▶ **Job**:
Extract the data exactly, missing nothing.

[Data extracted from a collection]
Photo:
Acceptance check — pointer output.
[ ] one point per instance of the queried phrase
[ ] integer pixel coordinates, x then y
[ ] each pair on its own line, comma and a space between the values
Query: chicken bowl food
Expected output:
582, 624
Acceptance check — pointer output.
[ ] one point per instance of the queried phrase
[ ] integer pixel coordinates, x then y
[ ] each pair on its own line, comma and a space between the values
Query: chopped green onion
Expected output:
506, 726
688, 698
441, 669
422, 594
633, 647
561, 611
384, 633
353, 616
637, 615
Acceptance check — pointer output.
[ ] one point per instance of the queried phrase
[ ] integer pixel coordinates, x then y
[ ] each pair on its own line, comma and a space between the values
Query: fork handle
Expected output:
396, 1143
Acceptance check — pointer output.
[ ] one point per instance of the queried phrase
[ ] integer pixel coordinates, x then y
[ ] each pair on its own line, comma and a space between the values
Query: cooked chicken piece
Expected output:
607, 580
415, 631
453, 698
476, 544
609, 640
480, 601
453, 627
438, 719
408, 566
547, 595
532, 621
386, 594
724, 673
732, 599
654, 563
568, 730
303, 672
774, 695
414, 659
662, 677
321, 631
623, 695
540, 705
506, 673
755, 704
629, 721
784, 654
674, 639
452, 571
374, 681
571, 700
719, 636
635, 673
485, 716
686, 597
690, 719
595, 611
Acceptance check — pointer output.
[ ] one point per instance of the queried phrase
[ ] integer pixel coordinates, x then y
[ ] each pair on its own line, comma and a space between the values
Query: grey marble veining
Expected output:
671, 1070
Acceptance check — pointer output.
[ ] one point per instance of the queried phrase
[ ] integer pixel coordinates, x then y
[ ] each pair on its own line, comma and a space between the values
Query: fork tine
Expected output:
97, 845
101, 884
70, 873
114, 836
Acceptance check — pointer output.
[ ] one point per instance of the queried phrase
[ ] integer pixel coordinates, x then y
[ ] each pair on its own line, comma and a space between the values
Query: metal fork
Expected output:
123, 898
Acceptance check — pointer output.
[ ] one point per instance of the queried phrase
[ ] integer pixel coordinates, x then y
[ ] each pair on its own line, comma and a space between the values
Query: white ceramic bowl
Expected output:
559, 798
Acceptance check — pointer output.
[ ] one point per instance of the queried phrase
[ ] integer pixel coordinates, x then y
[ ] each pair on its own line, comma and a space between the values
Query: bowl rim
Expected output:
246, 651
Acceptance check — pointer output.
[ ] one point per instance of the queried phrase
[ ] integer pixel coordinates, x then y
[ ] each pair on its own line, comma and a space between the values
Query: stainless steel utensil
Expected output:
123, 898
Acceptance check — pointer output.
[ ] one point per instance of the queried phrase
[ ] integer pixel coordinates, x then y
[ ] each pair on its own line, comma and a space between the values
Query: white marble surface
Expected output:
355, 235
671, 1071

▶ **Output of the task**:
Photo:
Acceptance check — pointer output.
[ ] one point per instance of the queried phrase
[ ] integer pixel coordinates, x then y
[ ] each pair on its own line, comma and a space between the values
Query: chicken bowl food
Expected output:
582, 624
Acceptance check — pointer output.
[ ] one point per instance of the queried phrase
[ ] integer pixel coordinates, x then y
[ ] each pair on its own line, comma and a space between the values
Query: chopped green onion
Expected output:
506, 726
688, 698
441, 669
422, 594
633, 647
561, 611
384, 633
353, 616
637, 615
Acceptance check — pointer output.
[ ] one point per instance of the queried phrase
[ ] integer pixel coordinates, x then y
[ ] each pair on its own line, comma and a space between the values
Query: fork handle
Expected output:
396, 1143
Acceptance check — pointer output.
[ ] one point per instance of the queried phrase
[ ] integer pixel coordinates, x then y
[ ] each pair on its own line, comma and a space between the values
Query: cooked chicken piece
Expected output:
607, 580
415, 631
453, 698
476, 544
609, 640
480, 601
453, 627
438, 719
408, 566
547, 595
532, 621
386, 594
724, 673
732, 599
654, 563
568, 730
303, 672
774, 695
414, 659
662, 677
321, 631
623, 695
540, 705
506, 673
755, 704
629, 721
784, 654
674, 639
452, 571
374, 681
571, 700
719, 636
635, 673
485, 716
686, 597
690, 719
595, 611
Acceptance check — pointer output.
[ ] one point per instance of the queried phrase
[ ] integer pixel coordinates, x then y
[ ] each pair on its own line, comma and a space between the values
Query: grey marble veining
Expected output:
671, 1070
Acceptance check — pointer output.
[ ] one point per instance of the queried phrase
[ ] integer pixel coordinates, x then y
[ ] each pair on its own line, comma and a space between the values
Query: fork tine
Expected output:
97, 845
101, 884
70, 873
114, 836
Acceptance check — pointer output.
[ ] one point per instance of the queried phrase
[ ] integer pixel coordinates, x then y
[ ] each pair on its own line, comma and a space between the values
Query: metal fork
Expected output:
123, 898
Acceptance check — pointer output.
[ ] one point per instance of the queried phrase
[ ] integer pixel coordinates, x then y
[ ] each pair on its own line, comma and a space between the values
Query: white ceramic bowl
Expected output:
559, 798
Acceptance check — pointer output.
[ ] one point per instance of the queried phrase
[ ] integer pixel coordinates, x then y
[ ] each pair on its own line, comma and a space between the values
Query: bowl rim
Expected output:
246, 651
Acceptance check — pointer output.
[ ] one point per instance of the queried phrase
[ ] integer pixel coordinates, x then y
[ ] each pair on its own line, comma and a space between the values
Query: stainless steel utensil
Expected output:
123, 898
Acceptance check — pointer output.
[ ] one point per instance of the queried phrase
[ ] integer pixel coordinates, x then y
[ ] each pair on its own line, comma and a space between the values
Query: white marble surface
Expected output:
355, 235
671, 1071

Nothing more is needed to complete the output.